_TASK DIRECTIONS_
Pull out every line below that contains the word "MultiPolygon".

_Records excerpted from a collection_
=== Begin Enclosure ===
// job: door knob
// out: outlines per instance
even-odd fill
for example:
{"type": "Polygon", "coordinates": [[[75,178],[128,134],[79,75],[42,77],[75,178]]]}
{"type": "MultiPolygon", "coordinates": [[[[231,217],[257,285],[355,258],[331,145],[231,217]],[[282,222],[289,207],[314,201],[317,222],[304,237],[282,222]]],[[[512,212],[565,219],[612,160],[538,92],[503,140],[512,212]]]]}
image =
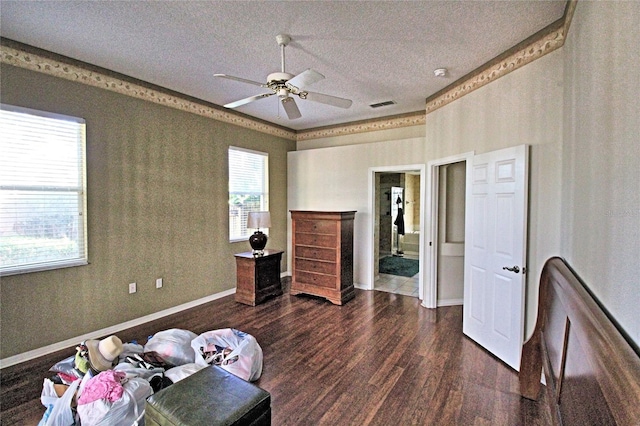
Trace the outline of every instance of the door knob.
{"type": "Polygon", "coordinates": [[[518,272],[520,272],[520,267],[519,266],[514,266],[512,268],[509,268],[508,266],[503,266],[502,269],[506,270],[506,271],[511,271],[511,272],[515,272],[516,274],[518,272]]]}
=== End Enclosure ===
=== Begin Enclosure ===
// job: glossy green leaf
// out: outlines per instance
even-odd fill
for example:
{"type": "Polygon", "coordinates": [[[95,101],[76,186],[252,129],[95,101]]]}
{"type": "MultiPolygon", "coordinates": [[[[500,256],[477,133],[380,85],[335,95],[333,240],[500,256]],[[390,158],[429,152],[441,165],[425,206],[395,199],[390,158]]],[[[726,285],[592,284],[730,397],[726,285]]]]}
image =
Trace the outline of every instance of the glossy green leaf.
=== End Enclosure ===
_EXERCISE SOLUTION_
{"type": "MultiPolygon", "coordinates": [[[[231,217],[257,285],[355,258],[331,145],[231,217]],[[282,222],[289,207],[314,201],[317,222],[304,237],[282,222]]],[[[512,212],[565,219],[612,160],[538,92],[503,140],[512,212]]]]}
{"type": "MultiPolygon", "coordinates": [[[[500,256],[477,133],[380,85],[335,95],[333,240],[500,256]],[[390,158],[429,152],[441,165],[425,206],[395,199],[390,158]]],[[[726,285],[592,284],[730,397],[726,285]]]]}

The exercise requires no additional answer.